- **TASK ITEM**
The data should be transcribed in its entirety, word for word.

- **EXTRACTED ENTRIES**
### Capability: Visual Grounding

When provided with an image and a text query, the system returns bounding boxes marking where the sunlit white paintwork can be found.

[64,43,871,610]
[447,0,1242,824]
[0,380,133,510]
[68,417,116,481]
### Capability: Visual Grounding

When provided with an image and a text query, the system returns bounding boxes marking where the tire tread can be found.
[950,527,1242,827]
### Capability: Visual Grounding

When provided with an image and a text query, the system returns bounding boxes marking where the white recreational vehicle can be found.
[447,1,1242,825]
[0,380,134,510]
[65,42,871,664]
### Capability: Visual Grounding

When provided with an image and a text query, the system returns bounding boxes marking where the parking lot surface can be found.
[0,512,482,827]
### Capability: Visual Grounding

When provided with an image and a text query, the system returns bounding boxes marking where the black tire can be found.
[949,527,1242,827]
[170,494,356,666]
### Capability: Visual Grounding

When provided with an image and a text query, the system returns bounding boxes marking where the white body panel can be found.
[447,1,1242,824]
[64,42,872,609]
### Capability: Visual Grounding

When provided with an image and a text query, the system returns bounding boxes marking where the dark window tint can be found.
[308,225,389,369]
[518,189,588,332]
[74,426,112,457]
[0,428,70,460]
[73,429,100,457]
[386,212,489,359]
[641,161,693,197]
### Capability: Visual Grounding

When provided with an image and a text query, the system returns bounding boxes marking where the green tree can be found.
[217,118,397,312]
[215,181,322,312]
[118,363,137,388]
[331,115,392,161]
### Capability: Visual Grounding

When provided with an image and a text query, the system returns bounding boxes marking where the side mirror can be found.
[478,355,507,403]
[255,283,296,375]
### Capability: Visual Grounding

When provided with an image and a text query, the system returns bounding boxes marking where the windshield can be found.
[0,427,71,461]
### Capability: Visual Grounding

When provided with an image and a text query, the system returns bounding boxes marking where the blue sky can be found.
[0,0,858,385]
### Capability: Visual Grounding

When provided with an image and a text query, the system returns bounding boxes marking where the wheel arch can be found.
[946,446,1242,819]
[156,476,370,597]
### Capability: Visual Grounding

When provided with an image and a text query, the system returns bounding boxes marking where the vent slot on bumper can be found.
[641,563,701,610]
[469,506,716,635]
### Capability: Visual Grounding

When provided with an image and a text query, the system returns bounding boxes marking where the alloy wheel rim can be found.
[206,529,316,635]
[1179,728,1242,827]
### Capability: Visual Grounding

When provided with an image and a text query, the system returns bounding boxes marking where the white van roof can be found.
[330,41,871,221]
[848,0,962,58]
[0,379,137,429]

- **TASK RESULT**
### Capability: Visual Grounding

When provided with an image and a text query, the system returns bounding boxes marking where the sunlit white paintwork can be found.

[64,43,871,610]
[447,0,1242,824]
[0,380,133,510]
[68,417,116,481]
### Capability: Visual Grounding

When provided with an image and a text query, the system returns bounding boxes marking where the tire tread can be found.
[950,527,1242,827]
### Capability: Visual Grounding

When provided with an image and a text query, the system returns bounding boxes marking where the white recreational vehicle can be found.
[447,1,1242,825]
[0,380,134,510]
[65,42,871,664]
### Capability: Visual Grounding

When provided with an image and a text query, the system returns bounding boxes marking where the parking lot surface can be found.
[0,512,482,827]
### Capability: Visual Grounding

When provided with an image and a text query, the system returns bounding boxes marking where the black tire can be found.
[949,527,1242,827]
[170,494,356,666]
### Capability: Visual Grounding

When provided with an image and a text query, the system returns bounding boxes marking where the white body panel can be found.
[447,1,1242,824]
[64,42,872,609]
### Capability: Visual Grounding

When provided with an image and a text query, the system returns bounding boxes marking where the dark window tint can be found.
[308,225,389,369]
[518,189,588,332]
[74,426,112,457]
[0,428,70,460]
[73,429,100,457]
[386,212,489,359]
[641,161,693,197]
### Capability: Visual Grounding

When provided with an image and a text query, the system returns bounding boxes marking where the green tree can be found.
[217,118,397,312]
[215,181,322,312]
[118,363,137,388]
[331,115,392,161]
### Capability: Visual Grounding

When provided with an image and a text query, the system returns bounding boxes marking where the side mirror can be found.
[478,355,507,403]
[255,283,296,375]
### Capability: Visual Grounding

When provided with an image and a text query, the system returns bounding boxes marking where the windshield can be found.
[0,427,71,461]
### Capability: Visual Grounding

When provided with an image and a text query, the system returns bounding boxes marking where the blue sky can be found.
[0,0,858,385]
### Capability: Visual Grounding

When provided with an image and a text query, the system returns bounding boxes marking where the wheel arch can be found.
[946,446,1242,819]
[156,476,370,597]
### Capability: Visual Grounding

When provided with an image and a text query, the system returns bounding boxes marking where the vent slot on bumper can be found.
[641,563,701,610]
[469,506,716,635]
### Capability: Visual Grounding

When provided with an image and a text query, the system returns bounding boxes marking where the alloy wheel rim can be found.
[206,529,316,635]
[1179,728,1242,827]
### Capability: Visual Grounding

When provided with an image and a text query, the system returns bounding boxes marking where the white van roof can be found.
[330,41,871,221]
[848,0,962,58]
[0,379,137,429]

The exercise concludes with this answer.